Segmentation mask data:
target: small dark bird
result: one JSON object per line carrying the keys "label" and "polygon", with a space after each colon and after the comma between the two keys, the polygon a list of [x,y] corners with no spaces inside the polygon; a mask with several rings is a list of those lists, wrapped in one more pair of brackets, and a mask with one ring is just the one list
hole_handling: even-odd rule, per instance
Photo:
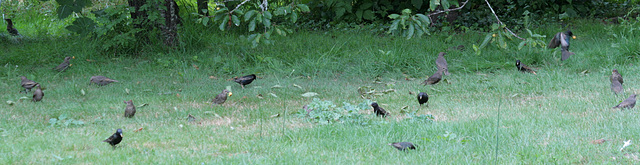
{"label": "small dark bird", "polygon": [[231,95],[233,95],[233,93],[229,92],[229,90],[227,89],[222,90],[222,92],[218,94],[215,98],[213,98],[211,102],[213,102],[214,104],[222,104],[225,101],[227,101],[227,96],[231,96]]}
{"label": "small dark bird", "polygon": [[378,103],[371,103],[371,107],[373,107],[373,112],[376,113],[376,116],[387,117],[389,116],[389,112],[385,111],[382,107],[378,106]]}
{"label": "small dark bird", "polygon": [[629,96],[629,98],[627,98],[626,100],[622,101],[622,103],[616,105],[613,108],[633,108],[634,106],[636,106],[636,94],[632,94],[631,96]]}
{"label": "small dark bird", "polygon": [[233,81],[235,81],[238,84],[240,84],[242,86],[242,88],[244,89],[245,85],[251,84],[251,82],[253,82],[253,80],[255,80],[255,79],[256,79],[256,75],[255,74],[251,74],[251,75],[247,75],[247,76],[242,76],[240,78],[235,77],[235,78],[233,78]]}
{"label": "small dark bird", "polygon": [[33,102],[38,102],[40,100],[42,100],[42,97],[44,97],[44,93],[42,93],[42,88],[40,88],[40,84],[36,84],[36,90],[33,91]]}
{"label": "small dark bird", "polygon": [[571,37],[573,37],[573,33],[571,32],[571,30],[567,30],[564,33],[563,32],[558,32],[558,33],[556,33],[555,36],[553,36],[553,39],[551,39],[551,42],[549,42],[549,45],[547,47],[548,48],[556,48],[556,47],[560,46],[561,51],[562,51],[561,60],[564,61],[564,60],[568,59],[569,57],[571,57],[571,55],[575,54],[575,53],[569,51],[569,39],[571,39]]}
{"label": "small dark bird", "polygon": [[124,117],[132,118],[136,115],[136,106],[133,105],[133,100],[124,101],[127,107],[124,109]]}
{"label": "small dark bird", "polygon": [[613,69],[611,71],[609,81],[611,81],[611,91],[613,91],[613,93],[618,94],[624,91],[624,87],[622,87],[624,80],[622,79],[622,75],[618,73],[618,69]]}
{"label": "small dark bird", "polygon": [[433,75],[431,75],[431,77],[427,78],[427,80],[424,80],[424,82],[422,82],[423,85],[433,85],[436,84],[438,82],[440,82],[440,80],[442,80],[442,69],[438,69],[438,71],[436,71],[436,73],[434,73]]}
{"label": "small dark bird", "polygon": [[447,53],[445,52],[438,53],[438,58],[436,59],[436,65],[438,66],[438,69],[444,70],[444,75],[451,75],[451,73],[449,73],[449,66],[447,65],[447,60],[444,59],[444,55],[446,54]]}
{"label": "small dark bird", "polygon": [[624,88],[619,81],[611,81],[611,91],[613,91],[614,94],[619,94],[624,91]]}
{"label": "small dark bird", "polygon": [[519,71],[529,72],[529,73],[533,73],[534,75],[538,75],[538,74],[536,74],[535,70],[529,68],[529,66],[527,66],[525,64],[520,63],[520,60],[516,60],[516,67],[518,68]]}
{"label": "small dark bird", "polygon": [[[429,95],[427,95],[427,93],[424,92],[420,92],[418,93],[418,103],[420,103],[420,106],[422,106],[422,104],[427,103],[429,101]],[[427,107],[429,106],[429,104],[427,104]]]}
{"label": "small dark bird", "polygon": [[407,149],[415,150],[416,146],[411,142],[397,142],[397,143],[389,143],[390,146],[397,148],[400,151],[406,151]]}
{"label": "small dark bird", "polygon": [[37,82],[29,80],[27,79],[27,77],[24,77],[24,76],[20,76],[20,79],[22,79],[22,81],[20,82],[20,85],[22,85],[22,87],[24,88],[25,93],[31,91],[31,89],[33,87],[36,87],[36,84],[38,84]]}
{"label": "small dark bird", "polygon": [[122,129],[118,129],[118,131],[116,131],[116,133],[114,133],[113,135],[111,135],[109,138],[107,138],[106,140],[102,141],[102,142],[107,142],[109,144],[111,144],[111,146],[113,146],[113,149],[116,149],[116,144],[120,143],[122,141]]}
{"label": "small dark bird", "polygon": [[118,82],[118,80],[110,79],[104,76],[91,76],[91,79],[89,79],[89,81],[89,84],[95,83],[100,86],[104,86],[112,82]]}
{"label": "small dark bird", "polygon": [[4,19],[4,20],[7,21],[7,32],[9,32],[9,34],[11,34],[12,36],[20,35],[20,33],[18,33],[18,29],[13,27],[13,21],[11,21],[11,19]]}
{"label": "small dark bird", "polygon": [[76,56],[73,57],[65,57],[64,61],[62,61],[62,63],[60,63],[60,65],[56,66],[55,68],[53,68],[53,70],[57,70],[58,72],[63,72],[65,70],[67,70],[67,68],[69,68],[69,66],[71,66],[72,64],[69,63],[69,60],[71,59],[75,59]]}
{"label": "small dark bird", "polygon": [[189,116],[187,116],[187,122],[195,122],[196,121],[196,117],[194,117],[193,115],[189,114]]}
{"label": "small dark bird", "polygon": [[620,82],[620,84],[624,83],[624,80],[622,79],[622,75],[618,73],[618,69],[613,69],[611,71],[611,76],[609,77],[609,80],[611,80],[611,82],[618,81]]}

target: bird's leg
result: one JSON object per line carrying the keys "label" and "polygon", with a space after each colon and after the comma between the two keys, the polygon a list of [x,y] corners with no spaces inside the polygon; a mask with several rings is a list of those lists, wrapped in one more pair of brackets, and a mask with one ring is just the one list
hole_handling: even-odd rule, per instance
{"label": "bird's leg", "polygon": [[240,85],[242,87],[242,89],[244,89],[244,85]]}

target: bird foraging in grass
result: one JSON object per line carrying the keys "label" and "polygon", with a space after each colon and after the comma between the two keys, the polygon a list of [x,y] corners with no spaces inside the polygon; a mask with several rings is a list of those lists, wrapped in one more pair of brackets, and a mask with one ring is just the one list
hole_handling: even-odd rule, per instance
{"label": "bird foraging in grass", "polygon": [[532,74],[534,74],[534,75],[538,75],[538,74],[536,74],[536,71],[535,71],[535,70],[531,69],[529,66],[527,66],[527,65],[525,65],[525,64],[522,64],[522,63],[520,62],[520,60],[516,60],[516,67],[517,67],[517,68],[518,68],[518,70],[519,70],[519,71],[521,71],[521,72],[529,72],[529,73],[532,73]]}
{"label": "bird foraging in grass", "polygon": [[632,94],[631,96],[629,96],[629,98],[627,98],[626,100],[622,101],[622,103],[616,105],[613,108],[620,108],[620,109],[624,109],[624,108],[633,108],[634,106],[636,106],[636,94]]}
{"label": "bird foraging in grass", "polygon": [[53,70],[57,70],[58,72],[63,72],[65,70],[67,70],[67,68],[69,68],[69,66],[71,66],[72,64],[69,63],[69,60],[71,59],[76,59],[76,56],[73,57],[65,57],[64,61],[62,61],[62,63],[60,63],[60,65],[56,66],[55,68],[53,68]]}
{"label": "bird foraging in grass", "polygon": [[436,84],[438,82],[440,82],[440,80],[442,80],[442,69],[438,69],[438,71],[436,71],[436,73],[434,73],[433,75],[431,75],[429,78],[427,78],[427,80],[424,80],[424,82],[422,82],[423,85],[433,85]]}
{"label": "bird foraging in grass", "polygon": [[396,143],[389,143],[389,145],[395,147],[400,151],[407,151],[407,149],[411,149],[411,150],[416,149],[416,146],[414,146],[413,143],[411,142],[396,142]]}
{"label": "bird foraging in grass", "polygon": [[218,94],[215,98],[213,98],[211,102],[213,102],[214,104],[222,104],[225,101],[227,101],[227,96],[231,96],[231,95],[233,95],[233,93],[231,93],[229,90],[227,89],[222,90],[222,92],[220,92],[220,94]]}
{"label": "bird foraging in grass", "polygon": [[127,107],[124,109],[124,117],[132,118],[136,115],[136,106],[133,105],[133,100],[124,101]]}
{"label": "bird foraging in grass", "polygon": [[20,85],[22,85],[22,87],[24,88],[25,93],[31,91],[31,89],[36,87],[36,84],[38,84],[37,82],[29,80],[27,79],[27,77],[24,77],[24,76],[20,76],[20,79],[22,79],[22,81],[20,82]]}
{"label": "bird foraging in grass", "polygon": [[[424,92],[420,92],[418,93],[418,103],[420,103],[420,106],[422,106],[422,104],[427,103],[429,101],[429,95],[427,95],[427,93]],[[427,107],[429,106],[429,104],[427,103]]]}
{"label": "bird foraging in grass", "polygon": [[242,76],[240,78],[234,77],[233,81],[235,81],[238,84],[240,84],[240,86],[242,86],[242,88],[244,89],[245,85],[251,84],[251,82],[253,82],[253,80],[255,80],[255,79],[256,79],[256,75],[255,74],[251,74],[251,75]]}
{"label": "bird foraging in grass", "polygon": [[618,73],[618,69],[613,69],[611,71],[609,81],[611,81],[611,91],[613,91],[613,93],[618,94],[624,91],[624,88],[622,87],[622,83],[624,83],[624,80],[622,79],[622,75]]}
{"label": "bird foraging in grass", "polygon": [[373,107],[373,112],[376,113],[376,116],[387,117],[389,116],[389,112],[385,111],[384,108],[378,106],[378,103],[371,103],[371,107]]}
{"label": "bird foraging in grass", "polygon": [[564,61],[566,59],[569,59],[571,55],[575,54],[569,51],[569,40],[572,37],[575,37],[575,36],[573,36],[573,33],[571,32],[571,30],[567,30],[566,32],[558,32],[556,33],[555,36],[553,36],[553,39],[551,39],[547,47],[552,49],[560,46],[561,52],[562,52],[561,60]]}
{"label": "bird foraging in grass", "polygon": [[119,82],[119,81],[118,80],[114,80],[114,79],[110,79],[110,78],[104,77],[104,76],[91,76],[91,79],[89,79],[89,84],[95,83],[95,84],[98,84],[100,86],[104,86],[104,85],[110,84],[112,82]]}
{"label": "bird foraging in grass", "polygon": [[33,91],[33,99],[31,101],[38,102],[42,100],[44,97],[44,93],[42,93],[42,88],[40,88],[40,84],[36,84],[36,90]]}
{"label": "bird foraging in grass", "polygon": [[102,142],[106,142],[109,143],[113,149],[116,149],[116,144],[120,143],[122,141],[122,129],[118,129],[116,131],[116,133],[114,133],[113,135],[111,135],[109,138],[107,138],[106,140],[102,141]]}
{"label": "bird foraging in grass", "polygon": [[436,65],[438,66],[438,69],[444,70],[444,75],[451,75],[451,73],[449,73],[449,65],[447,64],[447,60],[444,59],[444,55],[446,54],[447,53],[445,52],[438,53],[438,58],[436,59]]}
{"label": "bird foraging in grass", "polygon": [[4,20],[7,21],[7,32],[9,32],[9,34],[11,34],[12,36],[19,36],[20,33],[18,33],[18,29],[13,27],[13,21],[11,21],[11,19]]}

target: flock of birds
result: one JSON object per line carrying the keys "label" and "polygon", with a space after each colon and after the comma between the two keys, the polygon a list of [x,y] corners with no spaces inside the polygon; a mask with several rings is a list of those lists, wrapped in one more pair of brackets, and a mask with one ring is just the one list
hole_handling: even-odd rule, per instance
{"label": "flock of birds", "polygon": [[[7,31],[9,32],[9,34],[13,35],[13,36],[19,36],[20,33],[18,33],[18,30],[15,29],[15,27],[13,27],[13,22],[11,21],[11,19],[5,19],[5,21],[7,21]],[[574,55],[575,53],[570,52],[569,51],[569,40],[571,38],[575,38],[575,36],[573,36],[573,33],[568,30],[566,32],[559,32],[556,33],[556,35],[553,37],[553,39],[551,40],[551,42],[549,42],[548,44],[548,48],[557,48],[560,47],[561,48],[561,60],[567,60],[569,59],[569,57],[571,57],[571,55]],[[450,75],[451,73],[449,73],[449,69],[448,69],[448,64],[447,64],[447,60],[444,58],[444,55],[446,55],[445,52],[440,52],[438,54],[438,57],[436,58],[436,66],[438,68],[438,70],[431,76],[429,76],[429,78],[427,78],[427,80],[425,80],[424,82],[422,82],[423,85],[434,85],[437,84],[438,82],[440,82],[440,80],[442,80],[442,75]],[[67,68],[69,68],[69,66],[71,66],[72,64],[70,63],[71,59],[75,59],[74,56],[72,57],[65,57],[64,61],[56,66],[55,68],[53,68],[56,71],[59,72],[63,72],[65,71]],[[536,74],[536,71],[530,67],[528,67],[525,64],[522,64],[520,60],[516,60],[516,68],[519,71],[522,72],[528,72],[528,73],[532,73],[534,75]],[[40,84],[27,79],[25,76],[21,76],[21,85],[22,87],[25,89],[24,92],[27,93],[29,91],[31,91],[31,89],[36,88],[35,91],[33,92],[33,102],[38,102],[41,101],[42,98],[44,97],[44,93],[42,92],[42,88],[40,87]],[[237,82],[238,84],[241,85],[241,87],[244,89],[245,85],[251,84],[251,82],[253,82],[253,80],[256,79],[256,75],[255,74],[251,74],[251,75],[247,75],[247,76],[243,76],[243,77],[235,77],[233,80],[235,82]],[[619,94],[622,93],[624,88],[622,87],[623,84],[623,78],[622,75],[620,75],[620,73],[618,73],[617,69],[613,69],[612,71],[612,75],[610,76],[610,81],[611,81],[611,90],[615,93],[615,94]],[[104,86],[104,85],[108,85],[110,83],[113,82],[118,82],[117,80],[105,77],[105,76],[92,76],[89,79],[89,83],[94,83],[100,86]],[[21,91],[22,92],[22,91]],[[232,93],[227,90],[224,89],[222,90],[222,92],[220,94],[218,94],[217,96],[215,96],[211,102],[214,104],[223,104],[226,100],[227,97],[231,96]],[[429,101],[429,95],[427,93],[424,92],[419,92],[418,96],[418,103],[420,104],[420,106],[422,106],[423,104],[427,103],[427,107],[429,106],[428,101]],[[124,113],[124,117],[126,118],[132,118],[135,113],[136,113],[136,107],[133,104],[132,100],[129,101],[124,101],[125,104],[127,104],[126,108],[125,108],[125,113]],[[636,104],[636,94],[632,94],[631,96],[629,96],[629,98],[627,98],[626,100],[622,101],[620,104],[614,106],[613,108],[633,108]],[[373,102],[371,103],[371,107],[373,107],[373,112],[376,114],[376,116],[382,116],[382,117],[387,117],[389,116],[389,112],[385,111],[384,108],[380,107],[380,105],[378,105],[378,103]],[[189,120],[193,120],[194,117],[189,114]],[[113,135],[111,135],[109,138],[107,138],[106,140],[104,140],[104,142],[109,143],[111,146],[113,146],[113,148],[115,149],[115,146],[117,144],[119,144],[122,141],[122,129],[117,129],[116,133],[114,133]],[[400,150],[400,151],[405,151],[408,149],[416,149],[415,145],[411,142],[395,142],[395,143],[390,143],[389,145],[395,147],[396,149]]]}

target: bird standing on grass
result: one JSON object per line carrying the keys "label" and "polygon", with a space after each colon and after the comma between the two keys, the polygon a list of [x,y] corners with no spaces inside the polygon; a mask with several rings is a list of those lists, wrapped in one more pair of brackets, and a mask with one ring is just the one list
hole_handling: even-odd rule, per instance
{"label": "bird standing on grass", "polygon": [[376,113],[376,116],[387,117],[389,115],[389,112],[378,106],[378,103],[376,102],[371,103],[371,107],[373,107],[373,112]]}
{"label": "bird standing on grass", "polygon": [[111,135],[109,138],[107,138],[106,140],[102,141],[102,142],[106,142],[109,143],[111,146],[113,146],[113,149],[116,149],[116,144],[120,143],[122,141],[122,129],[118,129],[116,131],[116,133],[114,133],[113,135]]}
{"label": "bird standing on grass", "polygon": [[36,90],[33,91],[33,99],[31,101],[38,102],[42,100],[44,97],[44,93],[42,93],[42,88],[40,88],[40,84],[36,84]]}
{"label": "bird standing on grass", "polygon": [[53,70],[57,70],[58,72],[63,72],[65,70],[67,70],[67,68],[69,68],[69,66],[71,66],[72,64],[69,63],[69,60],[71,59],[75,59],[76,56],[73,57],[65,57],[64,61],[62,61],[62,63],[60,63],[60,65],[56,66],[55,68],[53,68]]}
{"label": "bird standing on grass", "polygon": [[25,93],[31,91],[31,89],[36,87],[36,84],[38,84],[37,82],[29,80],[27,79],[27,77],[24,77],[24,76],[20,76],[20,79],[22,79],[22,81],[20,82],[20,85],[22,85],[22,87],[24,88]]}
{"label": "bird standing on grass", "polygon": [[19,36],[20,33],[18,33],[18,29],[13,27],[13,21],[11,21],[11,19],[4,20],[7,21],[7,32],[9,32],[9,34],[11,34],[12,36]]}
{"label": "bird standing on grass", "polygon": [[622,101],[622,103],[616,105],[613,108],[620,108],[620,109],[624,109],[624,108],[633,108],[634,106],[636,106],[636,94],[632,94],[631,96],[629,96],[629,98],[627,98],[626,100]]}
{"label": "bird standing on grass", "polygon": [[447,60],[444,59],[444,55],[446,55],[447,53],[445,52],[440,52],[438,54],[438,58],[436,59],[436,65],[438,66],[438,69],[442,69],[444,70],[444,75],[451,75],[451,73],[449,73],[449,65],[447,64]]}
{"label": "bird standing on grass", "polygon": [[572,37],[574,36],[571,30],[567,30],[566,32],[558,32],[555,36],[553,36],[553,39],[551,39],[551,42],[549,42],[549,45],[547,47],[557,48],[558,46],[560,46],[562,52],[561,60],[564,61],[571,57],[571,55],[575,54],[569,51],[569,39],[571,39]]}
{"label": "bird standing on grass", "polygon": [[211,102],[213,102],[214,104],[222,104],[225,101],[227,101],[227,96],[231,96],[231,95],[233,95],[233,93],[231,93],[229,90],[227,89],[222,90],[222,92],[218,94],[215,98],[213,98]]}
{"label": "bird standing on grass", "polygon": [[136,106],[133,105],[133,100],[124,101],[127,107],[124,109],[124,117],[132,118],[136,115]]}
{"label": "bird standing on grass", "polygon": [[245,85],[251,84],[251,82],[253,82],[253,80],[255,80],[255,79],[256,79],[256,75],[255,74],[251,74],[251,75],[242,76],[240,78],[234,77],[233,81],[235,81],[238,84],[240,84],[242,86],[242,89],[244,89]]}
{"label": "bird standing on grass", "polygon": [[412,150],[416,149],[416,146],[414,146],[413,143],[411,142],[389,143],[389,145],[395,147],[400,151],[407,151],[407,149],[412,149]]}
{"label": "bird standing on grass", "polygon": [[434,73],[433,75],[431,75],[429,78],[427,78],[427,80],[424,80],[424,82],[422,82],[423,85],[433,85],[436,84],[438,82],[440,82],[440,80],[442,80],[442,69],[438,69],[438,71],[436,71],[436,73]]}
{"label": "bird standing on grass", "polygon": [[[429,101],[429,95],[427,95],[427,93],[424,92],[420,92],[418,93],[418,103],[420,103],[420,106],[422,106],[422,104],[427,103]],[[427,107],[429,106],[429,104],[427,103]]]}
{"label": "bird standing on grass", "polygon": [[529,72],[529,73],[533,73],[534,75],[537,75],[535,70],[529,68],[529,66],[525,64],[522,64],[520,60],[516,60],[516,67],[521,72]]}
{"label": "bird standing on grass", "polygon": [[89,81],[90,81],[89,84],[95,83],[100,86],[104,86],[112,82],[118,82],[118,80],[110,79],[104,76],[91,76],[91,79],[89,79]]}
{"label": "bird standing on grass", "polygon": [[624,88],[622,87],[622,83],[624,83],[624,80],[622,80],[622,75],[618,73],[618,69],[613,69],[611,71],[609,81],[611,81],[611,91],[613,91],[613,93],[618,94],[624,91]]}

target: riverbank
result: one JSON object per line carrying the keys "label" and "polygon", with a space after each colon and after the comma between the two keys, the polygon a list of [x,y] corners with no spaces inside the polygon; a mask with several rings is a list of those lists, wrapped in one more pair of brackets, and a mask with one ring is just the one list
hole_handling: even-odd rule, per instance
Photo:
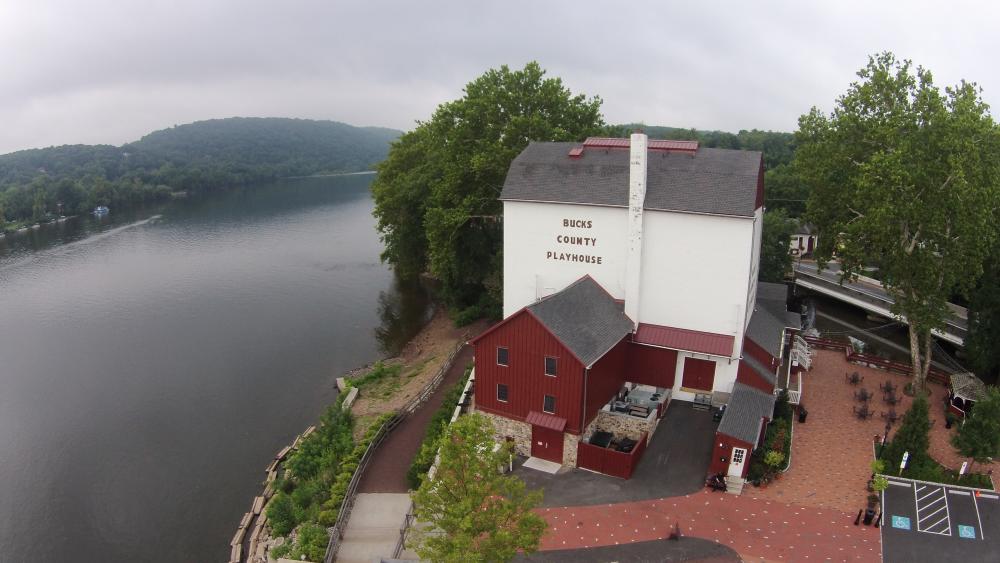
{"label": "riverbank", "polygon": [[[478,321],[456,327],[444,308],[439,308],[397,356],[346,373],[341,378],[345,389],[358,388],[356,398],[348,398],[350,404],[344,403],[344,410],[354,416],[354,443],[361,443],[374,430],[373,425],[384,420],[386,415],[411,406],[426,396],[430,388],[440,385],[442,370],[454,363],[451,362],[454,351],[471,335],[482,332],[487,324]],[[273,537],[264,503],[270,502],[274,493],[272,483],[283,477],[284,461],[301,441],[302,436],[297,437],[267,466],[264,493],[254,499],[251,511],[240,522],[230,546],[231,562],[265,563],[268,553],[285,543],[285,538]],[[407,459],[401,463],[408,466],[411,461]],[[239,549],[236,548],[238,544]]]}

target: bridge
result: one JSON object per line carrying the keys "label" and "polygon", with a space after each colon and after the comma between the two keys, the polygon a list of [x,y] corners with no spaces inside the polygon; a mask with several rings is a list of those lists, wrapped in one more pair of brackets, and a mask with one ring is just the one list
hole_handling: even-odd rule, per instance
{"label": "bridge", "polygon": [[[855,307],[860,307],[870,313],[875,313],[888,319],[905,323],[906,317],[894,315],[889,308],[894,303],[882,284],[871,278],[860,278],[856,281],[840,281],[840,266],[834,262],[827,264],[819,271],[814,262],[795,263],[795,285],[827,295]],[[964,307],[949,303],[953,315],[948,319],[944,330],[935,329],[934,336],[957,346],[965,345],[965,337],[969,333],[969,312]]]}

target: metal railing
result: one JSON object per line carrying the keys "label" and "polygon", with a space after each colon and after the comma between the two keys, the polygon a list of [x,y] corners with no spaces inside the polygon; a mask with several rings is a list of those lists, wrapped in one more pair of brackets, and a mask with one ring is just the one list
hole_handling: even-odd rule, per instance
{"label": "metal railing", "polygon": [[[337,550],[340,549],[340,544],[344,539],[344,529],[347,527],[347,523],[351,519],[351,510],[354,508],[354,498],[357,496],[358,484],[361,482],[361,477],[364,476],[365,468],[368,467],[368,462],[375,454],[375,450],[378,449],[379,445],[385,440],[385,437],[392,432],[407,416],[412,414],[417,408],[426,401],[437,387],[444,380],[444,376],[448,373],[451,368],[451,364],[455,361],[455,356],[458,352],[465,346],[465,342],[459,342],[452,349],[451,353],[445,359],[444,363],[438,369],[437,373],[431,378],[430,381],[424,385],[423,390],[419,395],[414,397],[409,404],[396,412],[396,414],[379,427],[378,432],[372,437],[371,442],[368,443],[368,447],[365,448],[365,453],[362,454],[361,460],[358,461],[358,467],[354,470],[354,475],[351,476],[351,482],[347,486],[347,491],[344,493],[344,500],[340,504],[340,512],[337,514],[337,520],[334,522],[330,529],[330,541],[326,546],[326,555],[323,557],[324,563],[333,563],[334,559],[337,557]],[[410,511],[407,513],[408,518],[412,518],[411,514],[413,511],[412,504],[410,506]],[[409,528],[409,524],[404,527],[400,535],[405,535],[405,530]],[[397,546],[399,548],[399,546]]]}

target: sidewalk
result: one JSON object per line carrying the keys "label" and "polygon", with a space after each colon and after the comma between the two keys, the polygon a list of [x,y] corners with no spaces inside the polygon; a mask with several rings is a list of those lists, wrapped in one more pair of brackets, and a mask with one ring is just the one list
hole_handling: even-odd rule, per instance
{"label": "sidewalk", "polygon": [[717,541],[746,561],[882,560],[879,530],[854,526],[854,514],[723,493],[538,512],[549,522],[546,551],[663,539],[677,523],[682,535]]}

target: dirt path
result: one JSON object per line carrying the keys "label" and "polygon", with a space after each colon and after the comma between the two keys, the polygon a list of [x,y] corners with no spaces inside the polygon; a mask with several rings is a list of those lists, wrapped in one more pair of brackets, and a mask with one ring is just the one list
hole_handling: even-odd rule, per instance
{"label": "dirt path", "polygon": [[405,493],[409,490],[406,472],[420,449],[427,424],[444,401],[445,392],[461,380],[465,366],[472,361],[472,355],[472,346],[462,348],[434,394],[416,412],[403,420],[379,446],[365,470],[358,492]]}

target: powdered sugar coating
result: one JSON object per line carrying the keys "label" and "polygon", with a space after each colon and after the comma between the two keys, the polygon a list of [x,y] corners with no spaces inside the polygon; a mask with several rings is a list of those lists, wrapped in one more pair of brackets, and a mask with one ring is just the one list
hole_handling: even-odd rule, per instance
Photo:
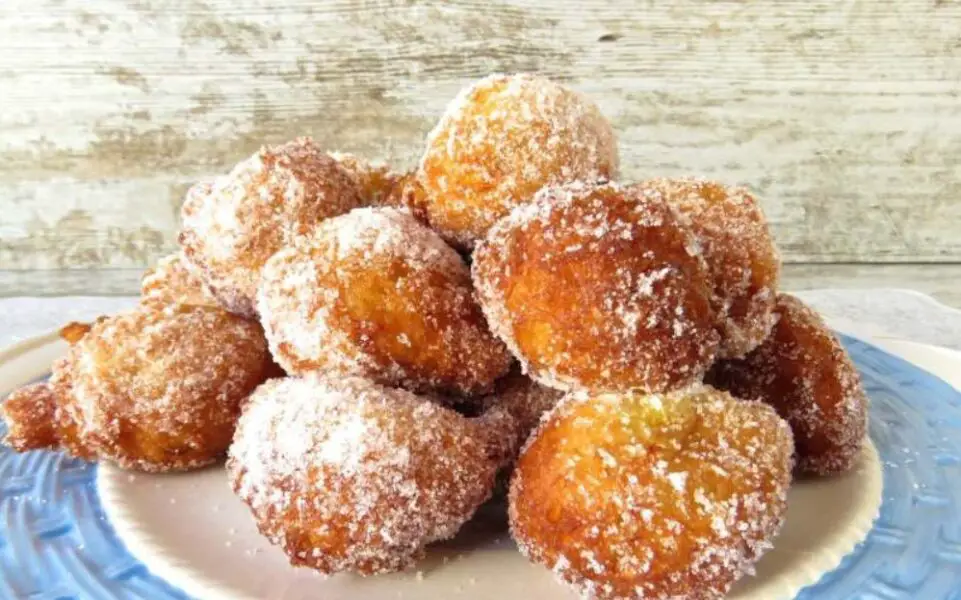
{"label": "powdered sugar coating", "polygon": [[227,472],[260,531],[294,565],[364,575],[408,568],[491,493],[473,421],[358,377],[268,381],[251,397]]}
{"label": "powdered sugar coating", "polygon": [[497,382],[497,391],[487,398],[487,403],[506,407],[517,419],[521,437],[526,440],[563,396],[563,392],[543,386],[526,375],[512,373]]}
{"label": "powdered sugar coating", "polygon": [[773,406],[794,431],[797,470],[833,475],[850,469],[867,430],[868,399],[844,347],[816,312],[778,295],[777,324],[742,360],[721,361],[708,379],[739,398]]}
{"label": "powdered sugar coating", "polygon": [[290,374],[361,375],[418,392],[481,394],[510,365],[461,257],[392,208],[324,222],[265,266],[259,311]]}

• EXERCISE INSTRUCTIONS:
Where a line above holds the string "target", copy that line.

• RESPONSE TO THE TASK:
target: small dark bird
target: bird's leg
target: bird foraging in grass
target: flock of birds
target: bird standing on grass
target: riverbank
target: bridge
target: metal railing
target: sidewalk
target: dirt path
target: powdered sugar coating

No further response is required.